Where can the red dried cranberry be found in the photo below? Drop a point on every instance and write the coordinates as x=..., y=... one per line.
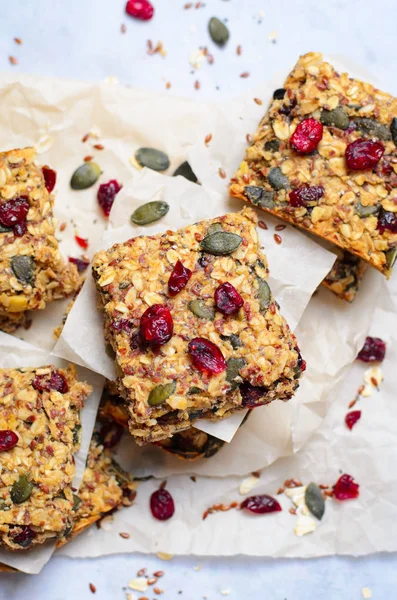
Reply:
x=80, y=263
x=110, y=434
x=305, y=195
x=306, y=136
x=374, y=350
x=8, y=439
x=50, y=178
x=387, y=220
x=352, y=417
x=25, y=537
x=178, y=279
x=56, y=381
x=140, y=9
x=227, y=299
x=156, y=327
x=345, y=488
x=106, y=194
x=206, y=356
x=162, y=505
x=252, y=395
x=363, y=154
x=261, y=504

***

Repeat the records above exactly. Pictures do not belong in the copy.

Reply to the exercise:
Where can the red dried cranberry be found in the photo below? Drop a point on every instance and write the coordinates as x=..., y=... one per line.
Reply:
x=80, y=263
x=110, y=434
x=305, y=195
x=306, y=136
x=374, y=350
x=8, y=439
x=50, y=178
x=387, y=220
x=352, y=417
x=25, y=537
x=178, y=279
x=56, y=381
x=140, y=9
x=227, y=299
x=156, y=327
x=345, y=488
x=106, y=194
x=206, y=356
x=162, y=505
x=252, y=395
x=363, y=154
x=261, y=504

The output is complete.